SCHRIFTLICHE AUFGABE A:
Filtere aus den Zeilen weiter unten jede heraus, die das Wort „column“ enthält, und gib sie vollständig wieder. Groß- und Kleinschreibung muss dabei übereinstimmen.

+++ TEXTAUSZUG +++

Sans, Georg: Philosophische Gotteslehre. Eine Einführung. Stuttgart: Kohlhammer 2018. 144 S. Kt. 22,–.
Im Untertitel der Philosophischen Gotteslehre von Georg Sans SJ ist von einer „Einführung“ die Rede. Das passt zum schmalen Umfang und zur broschierten Aufmachung des Bändchens. Seinem gewichtigen Inhalt aber ist es eher angemessen, wenn der Autor in seiner Danksagung an die Eugen-Biser-Stiftung von einem „Lehrbuch“ spricht. Die systematische Anlage des Buches, die stoffliche Fülle, die hinführenden Erläuterungen, die verständliche Sprache und das didaktische Geschick des Autors rechtfertigen das in vollem Umfang.
Doch die Originalität seines Umgangs sowohl mit der theologischen wie auch mit der philosophischen Tradition, die Souveränität seiner Urteile über Streitfragen, die noch heute Schulen und Kirchen spalten, und schließlich der Charme, mit dem er tragfähige Lösungen offeriert, lassen von einer zwar unscheinbaren, aber dennoch großen philosophisch-theologischen Abhandlung sprechen.
Georg Sans verzichtet auf die üblichen kulturkritischen Reflexionen zum Verhältnis von Theologie und Philosophie in den Zeiten der Moderne. Er hält sich auch nicht mit programmatischen Vorschlägen zur möglichen Verbesserung ihrer Beziehungen auf. Nach einer historisch aufschlussreichen Erinnerung an das klassische Verhältnis von „natürlicher Theologie“ und „Philosophie der Religion“ sowie einer sachhaltigen Bemerkung über die sich in der Neuzeit vollziehende „glaubensgeschichtliche Wende“ des religiösen Denkens wendet er sich sogleich seinem zentralen Thema, der „philosophischen Gotteslehre“ zu.
Er behandelt sie in der Erörterung von fünf großen Fragen, die Philosophie und Theologie in gleicher Weise betreffen. Das geschieht nach einem gleichbleibenden Schema, das den Anspruch eines Lehrbuchs erfüllt: Nach einem vorangestellten klassischen Text, dem eine kurze Erläuterung folgt, werden in jeweils drei Schritten gleichermaßen historische wie systematische Antworten vorgestellt. Sieht man nur auf die Gliederung, glaubt man, hier werde Hegel imitiert. Doch die Dialektik, die Sans entfaltet, ist im besten platonisch-kantianischen Sinn dialogisch – auch weil sie, nach kundiger Vertiefung, problem- und bekenntnisoffen die nächste große Frage nach sich zieht.
Die fünf Fragen lassen keine disziplinäre Vereinnahmung erkennen. Der Autor geht sie sämtlich philosophisch an, zitiert die Autoritäten der philosophischen Tradition, zu der bekanntlich Kirchenväter und Scholastiker gehören, und leitet dabei zu genuin theologischen Fragen über, die vor neue philosophische Probleme führen. Es ist offenkundig, dass Sans mit Aristoteles, Thomas und Hegel besonders vertraut ist. Aber auch Lukrez, Augustinus, Nikolaus von Kues, Descartes, Hume, Feuerbach, James oder Plantinga, um nur einige zu nennen, werden herangezogen. Im Gang der Lektüre zeigt sich dann, dass die Argumentation im Ganzen durch Platon grundiert und an Kant geschult ist. Vor diesem Hintergrund gewinnt auch das Urteil über Theologen des 20. Jahrhunderts, wie etwa über Karl Barth, Karl Rahner oder Eugen Biser an historischem Gewicht.

+++

SCHRIFTLICHE AUFGABE B:
Prüfe anhand der Besprechung, ob die folgenden Aussagen zutreffen. Beantworte jede mit Ja oder Nein und zitiere wörtlich die Stelle, die den Ausschlag gibt.
(i) Sans ist mit Aristoteles, Thomas und Hegel besonders vertraut.
(ii) Sans macht programmatische Vorschläge, wie sich die Beziehungen zwischen Theologie und Philosophie verbessern ließen.
(iii) Zu jeder der fünf großen Fragen werden die Antworten in vier Schritten vorgestellt.

+++ GEGEBENE ZEILEN +++

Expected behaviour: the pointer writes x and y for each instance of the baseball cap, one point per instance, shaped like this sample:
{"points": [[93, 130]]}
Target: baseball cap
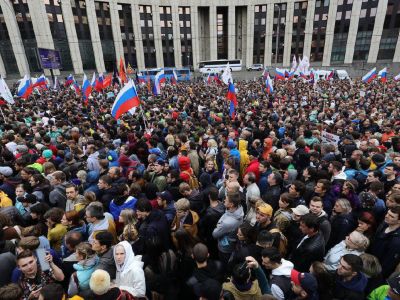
{"points": [[6, 171], [265, 209], [300, 210], [394, 283], [306, 280]]}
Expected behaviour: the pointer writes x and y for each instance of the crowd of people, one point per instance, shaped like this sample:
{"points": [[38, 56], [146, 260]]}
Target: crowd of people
{"points": [[297, 197]]}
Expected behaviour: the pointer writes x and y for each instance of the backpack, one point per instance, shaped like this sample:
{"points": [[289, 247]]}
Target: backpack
{"points": [[193, 181], [282, 242]]}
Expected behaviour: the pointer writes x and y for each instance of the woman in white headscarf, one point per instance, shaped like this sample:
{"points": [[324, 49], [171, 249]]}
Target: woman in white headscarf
{"points": [[130, 274]]}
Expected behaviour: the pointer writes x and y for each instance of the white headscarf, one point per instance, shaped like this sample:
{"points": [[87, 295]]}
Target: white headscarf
{"points": [[129, 261]]}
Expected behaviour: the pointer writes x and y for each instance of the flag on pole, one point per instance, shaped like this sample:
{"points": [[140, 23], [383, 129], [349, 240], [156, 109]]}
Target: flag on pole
{"points": [[93, 82], [86, 89], [227, 75], [270, 87], [367, 78], [25, 87], [122, 73], [231, 95], [383, 74], [5, 92], [126, 99], [129, 69], [69, 80]]}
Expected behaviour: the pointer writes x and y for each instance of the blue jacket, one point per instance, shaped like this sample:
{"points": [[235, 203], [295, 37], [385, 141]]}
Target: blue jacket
{"points": [[84, 272], [115, 209]]}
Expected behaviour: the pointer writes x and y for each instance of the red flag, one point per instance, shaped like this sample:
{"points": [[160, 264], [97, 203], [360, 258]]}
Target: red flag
{"points": [[122, 73], [107, 81]]}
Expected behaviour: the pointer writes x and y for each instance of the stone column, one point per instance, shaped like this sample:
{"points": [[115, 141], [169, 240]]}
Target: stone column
{"points": [[137, 31], [249, 35], [41, 28], [309, 28], [72, 37], [155, 9], [176, 35], [194, 17], [213, 33], [116, 31], [269, 35], [288, 34], [377, 32], [353, 29], [329, 33], [231, 32], [15, 37], [396, 57], [95, 36]]}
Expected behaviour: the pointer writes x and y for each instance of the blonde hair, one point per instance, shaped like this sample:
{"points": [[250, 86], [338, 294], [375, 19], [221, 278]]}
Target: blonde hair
{"points": [[182, 204]]}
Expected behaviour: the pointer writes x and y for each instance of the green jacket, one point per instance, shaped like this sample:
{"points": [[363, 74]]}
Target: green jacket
{"points": [[379, 293]]}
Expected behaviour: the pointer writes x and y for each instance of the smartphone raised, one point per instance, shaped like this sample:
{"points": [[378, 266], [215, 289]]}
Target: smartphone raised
{"points": [[41, 256]]}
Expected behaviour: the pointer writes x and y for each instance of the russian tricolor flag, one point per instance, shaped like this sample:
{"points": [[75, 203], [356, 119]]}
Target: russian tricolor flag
{"points": [[367, 78], [268, 82], [86, 89], [70, 80], [126, 99], [279, 74], [99, 83], [41, 81], [231, 95], [25, 87], [383, 74]]}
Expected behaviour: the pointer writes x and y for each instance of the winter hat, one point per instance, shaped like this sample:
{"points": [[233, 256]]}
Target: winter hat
{"points": [[378, 159], [184, 163], [47, 153], [6, 171], [99, 282]]}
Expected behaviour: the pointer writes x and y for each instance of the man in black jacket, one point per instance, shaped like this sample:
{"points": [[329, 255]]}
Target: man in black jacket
{"points": [[312, 247], [102, 245]]}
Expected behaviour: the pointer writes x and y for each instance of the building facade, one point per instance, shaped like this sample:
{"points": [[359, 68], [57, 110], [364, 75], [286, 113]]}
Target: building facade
{"points": [[94, 34]]}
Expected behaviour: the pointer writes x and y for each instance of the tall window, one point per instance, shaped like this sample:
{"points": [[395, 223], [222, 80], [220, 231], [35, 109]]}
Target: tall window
{"points": [[279, 31], [127, 35], [167, 35], [57, 28], [299, 26], [319, 30], [106, 37], [25, 25], [390, 31], [342, 24], [6, 51], [260, 16], [365, 29], [222, 32], [146, 23], [185, 35], [83, 34]]}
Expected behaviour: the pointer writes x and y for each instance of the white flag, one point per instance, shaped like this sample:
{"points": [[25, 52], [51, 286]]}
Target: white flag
{"points": [[5, 92], [227, 75]]}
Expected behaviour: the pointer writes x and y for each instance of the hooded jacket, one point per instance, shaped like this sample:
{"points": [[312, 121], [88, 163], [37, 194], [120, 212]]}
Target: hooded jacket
{"points": [[280, 280], [130, 275], [225, 231]]}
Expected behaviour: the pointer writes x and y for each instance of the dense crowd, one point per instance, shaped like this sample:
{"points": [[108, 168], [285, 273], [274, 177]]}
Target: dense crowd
{"points": [[297, 197]]}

+++

VOLLSTÄNDIGE ANTWORT A:
Expected behaviour: the pointer writes x and y for each instance of the stone column, one point per instance, shaped like this sample:
Target: stone column

VOLLSTÄNDIGE ANTWORT B:
(i) Ja: „Es ist offenkundig, dass Sans mit Aristoteles, Thomas und Hegel besonders vertraut ist.“
(ii) Nein: „Er hält sich auch nicht mit programmatischen Vorschlägen zur möglichen Verbesserung ihrer Beziehungen auf.“
(iii) Nein: „werden in jeweils drei Schritten gleichermaßen historische wie systematische Antworten vorgestellt“